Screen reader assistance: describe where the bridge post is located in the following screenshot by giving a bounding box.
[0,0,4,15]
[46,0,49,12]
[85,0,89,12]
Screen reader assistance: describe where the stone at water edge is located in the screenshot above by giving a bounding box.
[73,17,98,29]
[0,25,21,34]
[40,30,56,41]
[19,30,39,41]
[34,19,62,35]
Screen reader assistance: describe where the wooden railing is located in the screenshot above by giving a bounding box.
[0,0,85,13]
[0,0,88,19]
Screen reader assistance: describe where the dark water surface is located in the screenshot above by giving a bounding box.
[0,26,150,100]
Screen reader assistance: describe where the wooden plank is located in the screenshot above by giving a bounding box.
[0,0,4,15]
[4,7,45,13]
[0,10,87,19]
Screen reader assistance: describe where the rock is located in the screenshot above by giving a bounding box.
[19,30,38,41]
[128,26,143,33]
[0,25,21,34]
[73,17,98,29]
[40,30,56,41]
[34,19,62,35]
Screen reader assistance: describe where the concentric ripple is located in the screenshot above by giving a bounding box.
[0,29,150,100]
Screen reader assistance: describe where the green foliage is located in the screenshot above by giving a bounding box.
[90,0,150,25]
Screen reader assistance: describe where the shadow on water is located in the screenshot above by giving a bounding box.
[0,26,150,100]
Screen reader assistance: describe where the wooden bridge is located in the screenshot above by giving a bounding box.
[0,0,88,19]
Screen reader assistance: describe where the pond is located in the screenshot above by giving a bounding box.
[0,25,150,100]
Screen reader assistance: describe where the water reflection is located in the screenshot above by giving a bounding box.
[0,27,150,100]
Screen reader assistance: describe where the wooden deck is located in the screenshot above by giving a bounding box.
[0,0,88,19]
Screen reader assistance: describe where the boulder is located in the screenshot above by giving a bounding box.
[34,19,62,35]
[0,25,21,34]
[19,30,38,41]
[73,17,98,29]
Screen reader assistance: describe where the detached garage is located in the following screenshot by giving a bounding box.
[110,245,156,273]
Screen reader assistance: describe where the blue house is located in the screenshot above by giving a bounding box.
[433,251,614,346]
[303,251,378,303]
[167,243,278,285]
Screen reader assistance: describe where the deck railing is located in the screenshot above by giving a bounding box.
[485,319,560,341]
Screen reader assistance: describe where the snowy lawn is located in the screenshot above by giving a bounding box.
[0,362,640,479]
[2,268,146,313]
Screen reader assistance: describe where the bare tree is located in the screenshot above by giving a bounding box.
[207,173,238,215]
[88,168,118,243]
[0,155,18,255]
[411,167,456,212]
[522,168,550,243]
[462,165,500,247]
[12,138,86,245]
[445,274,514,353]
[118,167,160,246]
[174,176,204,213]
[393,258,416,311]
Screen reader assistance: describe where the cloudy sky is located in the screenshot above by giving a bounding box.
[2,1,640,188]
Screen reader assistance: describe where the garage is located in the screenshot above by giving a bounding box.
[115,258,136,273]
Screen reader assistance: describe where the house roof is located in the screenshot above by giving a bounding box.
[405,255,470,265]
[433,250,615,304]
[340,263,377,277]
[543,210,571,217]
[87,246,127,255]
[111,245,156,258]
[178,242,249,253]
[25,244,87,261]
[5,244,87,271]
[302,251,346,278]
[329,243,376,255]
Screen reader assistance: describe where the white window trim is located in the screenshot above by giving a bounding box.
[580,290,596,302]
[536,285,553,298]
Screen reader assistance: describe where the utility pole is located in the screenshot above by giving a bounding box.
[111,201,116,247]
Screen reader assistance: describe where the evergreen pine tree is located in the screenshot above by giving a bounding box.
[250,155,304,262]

* * *

__PROBLEM STATEMENT__:
Reproduce all of the records above verbatim.

__EXERCISE RESPONSE__:
Screen reader assistance: describe where the bridge post is located in the following screenshot by giving a bounding box.
[0,0,4,15]
[46,0,49,12]
[85,0,89,12]
Screen reader assistance: describe where the stone at water edge is located in the screenshot above by giving a bounding box.
[73,17,98,29]
[0,25,21,34]
[40,30,56,41]
[19,30,39,41]
[34,19,62,35]
Screen reader assistance: describe where the wooden railing is located in the screenshot above by giving a bounding box.
[0,0,85,13]
[0,0,88,19]
Screen reader assistance: describe where the dark water surface is located in the screenshot above by giving a bounding box.
[0,26,150,100]
Screen reader assistance: describe where the wooden plank is located in the screenshot above by giving a bounding box.
[0,0,4,15]
[4,7,45,13]
[0,10,87,19]
Screen reader assistance: describe where the rock is located in the screenshot above by giving a bounding box.
[19,30,38,41]
[128,26,143,33]
[0,25,21,34]
[73,17,98,29]
[40,30,56,41]
[34,19,62,35]
Screen reader assistance: describe where the concentric ripple is located in the screenshot above by giving a bounding box.
[0,29,150,100]
Screen reader assistance: describe where the green foliage is located in the screenshot above by giving a bounding box.
[90,0,150,25]
Screen reader assistance: describe where the shadow on water is located in the screenshot above by giving a bounding box.
[0,26,150,100]
Screen reader assistance: describe where the wooden bridge is located in the screenshot above by giving a bounding box.
[0,0,88,19]
Screen reader assistance: describe where the pond is located in the screenshot above by giving a bounding box.
[0,25,150,100]
Screen reader assistance: describe where the water reflection is located in the screenshot above by giving a bounding box.
[0,27,150,100]
Screen reader assistance: describe where the wooden deck is located in the screenshot above by giving a bounding box.
[0,0,88,19]
Screen reader assistance: describe where the boulder is located in the screenshot above by giving a bounding box.
[34,19,62,35]
[0,25,21,34]
[19,30,38,41]
[73,17,98,29]
Screen reader assistance: describe where the detached garage is located in the following screenshot by giving a bounding box.
[110,245,156,273]
Screen reader assistance: describe where the blue house is located in the screenshot above by giving a bounding box.
[433,251,614,346]
[303,251,378,303]
[167,243,278,285]
Screen reader assistance: describe where the deck railing is located in the screenshot above by giving a bounding box.
[485,319,560,341]
Screen reader assistance: describe where the snowy lawn is located in the screenshot above by giving a bounding box.
[0,362,640,479]
[2,268,146,313]
Screen reader assistance: describe where the bare tree is located in the screenshot above by giving a bounding box.
[207,173,238,215]
[88,168,118,243]
[0,155,18,255]
[411,167,456,212]
[522,168,550,243]
[462,165,500,247]
[12,138,86,245]
[445,274,514,353]
[118,167,160,246]
[174,176,204,213]
[393,258,416,311]
Screen reader assistance: describe where the cloudy sky is located in the screenshot above by giving a bounding box.
[2,1,640,188]
Screen reader assistance: describe where the garage is located in the screenshot above by giving a bounding box.
[115,258,136,273]
Screen reader assistance: describe where the house roof is located in the screenshot above by giving a bounding box.
[405,255,470,265]
[433,250,615,304]
[340,263,377,277]
[543,210,571,217]
[87,246,127,255]
[111,245,156,258]
[178,242,249,253]
[25,244,87,261]
[5,244,87,271]
[302,251,346,278]
[329,243,376,255]
Screen reader assistance: describe where the white window trim is located in the screenshot above by giving a bounding box.
[580,290,596,302]
[536,285,553,298]
Screen reader assistance: describe where the utility pole is located in the screenshot above by giving a bounding box.
[111,201,116,247]
Screen reader assistance: describe where the evergreen pine tree is located in the screenshot above by giving a bounding box.
[250,155,304,262]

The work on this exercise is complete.